# Kutipan Halaman

Fery Padli 2 years ago 1.1k

Bekasi merupakan salah satu kota yang terletak di Provinsi Jawa Barat. Kota ini berbatasan langsung dengan ibukota negara, DKI Jakarta. Sehingga banyak dilirik kaum urban.

Banyak kawasan industri di sini.

Di samping itu, tentu punya stadion yang sangat megah yakni Stadion Patriot Chandrabhaga. Stadion kebanggaan warga Bekasi ini mampu menampung 30 ribu lebih penonton.

Namun dengan segala kelebihannya itu, ternyata Bekasi menyimpan duka yang mendalam. Pasalnya angka kemiskinan di sana naik 37 persen pada 2020 lalu.

Kenaikan ini tidak lepas dari adanya wabah Kovid yang melanda Indonesia.

Ternyata virus Korona itu tidak hanya mengancam kesehatan saja tapi juga memberi dampak buruk kepada ekonomi masyarakat.

Dengan kondisi seperti itu, sudah seharusnya kepala daerah bekerja lebih keras lagi dalam mengurangi angka kemiskinan tersebut. Bahkan, bila perlu merogoh kocek pribadi demi membantu warga yang tidak punya uang untuk beli makan.

Dan mirisnya, yang terjadi di Bekasi justru sebaliknya, yakni kepala daerahnya berlomba-lomba korupsi. Yang ujungnya ditangkap KPK.

Baru-baru ini Walikota Bekasi Rahmat Effendi yang dicyduk oleh lembaga anti rasuah itu. Rahmat terbukti menerima suap pengadaan barang dan jasa serta lelang jabatan di lingkungan Pemkot Bekasi tahun 2022.

Tidak tanggung-tanggung, Rp 5,7 miliar berhasil diamankan oleh KPK sebagai barang bukti.

Saat ini kader Golkar tersebut sudah ditetapkan sebagai tersangka dan ditahan di Rutan KPK.

Padahal kala itu Bang Pepen sudah diingatkan lho agar gak usah bermain lelang jabatan lagi di Pemkot Bekasi. Karena ia sudah diintai KPK sejak Juni 2021 lalu.

Tapi dasar manusia bebal. Kalau sudah melihat duit jadi lupa diri. Akhirnya, belum juga sempat menikmati pitih hasil korupsi tersebut, keburuh dicyduk KPK duluan.

Padahal Rahmat Effendi ini sudah kayak Anies saja lho. Banjir penghargaan.

Ia pernah dapat piagam penghargaan dari KomnasHAM (2017) karena dianggap berperan dan berkomitmen tinggi dalam melindungi dan menjamin hak atas kebebasan beragama.

Kemudian, pada 2020 lalu Rahmat menerima penghargaan dari Perkumpulan Wartawan Kristiani Indonesia (Perwanki). Ia didaulat sebagai tokoh toleransi 2020.

Di samping itu, Kota Bekasi dibawah kepemimpinannya juga mendapatkan penghargaan dari Indonesia Institute for Public Governance sebagai pemerintah daerah dengan kinerja dan tata kota yang baik.

Pertanyaannya, bagaimana bisa pemerintahannya mendapatkan predikat tata kota yang baik kalau kepala daerahnya saja korup?

# Tugas Latihan
1) Menurut teks tentang Kota Bekasi, berapa nilai uang yang diamankan KPK sebagai barang bukti?
2) Salin bagian teks tentang Kota Bekasi di antara "Fery Padli 2" dan "yang melanda Indonesia.", termasuk kedua batas tersebut.
Data yang disertakan merupakan bahan tersendiri yang terpisah dari teks tentang Kota Bekasi.

# Data Tersedia
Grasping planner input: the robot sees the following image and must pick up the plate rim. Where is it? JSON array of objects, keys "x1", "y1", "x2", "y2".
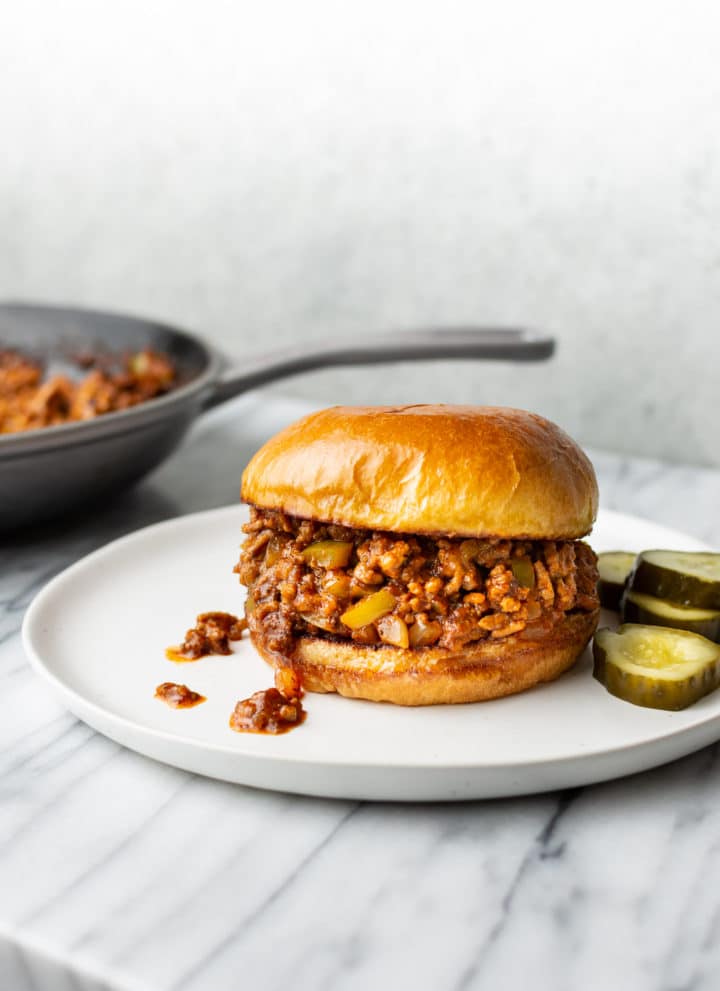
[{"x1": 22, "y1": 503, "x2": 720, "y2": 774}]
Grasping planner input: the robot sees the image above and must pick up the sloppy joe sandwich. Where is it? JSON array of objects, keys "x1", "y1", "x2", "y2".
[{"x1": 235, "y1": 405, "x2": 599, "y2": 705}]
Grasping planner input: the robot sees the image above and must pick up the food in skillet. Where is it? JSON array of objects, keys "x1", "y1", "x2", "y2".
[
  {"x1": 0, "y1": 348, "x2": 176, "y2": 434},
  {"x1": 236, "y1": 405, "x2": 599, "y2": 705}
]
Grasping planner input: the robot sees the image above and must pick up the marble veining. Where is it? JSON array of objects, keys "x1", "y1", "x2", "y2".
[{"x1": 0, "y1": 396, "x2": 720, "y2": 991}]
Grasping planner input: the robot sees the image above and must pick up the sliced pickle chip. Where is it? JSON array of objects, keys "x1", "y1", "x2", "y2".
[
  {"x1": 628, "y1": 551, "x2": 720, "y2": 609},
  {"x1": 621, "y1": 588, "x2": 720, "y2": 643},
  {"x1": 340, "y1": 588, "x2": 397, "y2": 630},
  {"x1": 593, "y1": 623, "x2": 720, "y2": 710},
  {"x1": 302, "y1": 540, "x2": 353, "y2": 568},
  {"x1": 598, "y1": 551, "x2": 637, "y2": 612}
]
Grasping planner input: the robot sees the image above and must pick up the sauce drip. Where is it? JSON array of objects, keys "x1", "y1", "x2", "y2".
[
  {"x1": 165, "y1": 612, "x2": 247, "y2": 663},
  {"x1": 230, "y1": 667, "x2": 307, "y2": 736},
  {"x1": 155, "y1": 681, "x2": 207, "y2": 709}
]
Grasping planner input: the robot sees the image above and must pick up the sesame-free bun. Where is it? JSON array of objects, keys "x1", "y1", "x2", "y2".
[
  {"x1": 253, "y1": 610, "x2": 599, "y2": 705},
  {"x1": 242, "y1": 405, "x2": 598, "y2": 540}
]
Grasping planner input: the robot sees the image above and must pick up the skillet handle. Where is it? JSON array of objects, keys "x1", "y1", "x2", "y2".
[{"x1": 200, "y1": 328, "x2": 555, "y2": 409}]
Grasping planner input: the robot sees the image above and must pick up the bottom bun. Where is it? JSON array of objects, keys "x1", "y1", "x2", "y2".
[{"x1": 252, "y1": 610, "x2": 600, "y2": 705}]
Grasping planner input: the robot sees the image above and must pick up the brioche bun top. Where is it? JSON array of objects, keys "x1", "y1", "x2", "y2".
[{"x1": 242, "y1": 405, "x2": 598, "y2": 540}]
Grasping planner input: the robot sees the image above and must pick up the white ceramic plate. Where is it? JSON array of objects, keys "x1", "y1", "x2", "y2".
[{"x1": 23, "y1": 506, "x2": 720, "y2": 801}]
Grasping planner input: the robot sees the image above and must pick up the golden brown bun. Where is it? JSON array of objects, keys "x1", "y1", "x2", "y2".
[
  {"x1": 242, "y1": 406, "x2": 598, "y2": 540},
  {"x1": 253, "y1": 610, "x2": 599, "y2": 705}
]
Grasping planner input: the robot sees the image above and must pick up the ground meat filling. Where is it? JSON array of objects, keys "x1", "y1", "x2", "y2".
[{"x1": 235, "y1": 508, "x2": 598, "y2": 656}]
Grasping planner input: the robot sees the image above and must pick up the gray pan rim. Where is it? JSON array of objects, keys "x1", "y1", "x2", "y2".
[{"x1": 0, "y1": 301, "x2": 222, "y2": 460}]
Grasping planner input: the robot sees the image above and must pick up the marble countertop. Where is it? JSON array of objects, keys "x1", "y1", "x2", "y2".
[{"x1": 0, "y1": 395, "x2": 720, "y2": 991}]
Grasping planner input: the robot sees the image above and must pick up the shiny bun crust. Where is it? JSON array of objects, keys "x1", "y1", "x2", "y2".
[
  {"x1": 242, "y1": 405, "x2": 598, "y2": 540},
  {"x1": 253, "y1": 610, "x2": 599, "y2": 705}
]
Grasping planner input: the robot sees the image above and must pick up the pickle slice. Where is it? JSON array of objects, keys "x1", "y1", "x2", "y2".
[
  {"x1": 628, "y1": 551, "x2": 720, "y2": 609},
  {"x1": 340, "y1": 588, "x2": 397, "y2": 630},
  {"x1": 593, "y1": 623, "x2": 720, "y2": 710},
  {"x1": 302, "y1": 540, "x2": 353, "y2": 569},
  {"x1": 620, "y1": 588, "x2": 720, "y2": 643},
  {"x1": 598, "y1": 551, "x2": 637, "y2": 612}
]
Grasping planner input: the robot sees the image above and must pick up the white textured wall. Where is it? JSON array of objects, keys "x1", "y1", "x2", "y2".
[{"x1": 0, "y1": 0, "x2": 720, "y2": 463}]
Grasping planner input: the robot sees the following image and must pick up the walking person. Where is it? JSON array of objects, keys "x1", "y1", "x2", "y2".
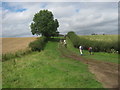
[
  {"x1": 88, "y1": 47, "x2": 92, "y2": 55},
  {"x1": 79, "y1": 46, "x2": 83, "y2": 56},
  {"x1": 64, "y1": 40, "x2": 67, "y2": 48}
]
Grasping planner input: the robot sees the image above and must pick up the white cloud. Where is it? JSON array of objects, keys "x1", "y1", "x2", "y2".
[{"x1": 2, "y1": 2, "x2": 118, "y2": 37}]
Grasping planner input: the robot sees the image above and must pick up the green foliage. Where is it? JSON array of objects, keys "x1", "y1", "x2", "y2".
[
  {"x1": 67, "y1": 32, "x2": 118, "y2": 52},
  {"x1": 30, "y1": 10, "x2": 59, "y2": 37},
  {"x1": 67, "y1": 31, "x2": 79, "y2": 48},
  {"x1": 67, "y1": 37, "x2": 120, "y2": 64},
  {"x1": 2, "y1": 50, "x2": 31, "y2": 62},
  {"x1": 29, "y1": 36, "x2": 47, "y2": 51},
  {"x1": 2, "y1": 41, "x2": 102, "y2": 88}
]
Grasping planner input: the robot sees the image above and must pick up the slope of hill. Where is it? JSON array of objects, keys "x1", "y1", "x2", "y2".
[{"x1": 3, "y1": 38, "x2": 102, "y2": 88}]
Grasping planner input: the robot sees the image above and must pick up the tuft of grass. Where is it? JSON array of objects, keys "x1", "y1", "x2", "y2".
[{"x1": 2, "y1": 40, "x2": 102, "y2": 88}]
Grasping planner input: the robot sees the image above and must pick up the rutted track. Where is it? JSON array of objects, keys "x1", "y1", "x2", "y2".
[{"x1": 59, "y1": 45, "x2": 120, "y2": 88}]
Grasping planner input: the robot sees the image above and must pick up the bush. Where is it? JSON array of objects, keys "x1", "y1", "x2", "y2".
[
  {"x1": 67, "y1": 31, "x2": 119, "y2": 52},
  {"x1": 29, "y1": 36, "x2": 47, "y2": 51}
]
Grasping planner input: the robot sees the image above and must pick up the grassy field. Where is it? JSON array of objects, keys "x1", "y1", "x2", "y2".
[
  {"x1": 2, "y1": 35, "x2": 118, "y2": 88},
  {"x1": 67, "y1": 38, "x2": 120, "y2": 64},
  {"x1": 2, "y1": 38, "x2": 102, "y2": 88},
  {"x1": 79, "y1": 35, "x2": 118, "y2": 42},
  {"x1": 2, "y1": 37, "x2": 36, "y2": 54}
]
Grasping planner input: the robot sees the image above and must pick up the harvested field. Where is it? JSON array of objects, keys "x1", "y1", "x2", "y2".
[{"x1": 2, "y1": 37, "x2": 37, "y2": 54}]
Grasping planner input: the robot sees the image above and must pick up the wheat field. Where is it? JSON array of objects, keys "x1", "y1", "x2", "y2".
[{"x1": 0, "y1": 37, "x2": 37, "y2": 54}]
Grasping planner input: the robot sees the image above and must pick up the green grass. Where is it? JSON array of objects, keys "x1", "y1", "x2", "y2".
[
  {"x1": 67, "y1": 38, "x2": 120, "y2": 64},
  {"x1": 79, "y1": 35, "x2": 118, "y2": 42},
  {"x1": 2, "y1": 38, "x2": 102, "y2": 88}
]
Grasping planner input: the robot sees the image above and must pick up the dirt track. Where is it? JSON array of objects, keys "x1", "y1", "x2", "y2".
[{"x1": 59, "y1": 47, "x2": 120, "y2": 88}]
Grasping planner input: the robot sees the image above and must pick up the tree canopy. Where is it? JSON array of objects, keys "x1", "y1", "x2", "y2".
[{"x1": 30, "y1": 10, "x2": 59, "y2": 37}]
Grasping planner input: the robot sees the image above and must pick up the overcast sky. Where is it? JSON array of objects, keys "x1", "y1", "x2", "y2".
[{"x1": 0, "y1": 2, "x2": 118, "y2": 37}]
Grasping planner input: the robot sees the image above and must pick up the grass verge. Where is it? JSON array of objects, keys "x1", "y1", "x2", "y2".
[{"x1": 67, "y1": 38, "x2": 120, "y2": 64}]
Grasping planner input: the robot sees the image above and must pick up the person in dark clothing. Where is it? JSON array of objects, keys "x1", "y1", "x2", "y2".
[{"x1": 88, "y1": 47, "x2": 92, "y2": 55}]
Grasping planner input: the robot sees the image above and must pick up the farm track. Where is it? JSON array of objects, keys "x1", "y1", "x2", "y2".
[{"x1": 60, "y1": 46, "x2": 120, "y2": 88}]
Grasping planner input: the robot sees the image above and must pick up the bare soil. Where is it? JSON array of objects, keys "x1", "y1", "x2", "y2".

# Jawaban Tertulis
1) Rp 5,7 miliar.

2)
Fery Padli 2 years ago 1.1k

Bekasi merupakan salah satu kota yang terletak di Provinsi Jawa Barat. Kota ini berbatasan langsung dengan ibukota negara, DKI Jakarta. Sehingga banyak dilirik kaum urban.

Banyak kawasan industri di sini.

Di samping itu, tentu punya stadion yang sangat megah yakni Stadion Patriot Chandrabhaga. Stadion kebanggaan warga Bekasi ini mampu menampung 30 ribu lebih penonton.

Namun dengan segala kelebihannya itu, ternyata Bekasi menyimpan duka yang mendalam. Pasalnya angka kemiskinan di sana naik 37 persen pada 2020 lalu.

Kenaikan ini tidak lepas dari adanya wabah Kovid yang melanda Indonesia.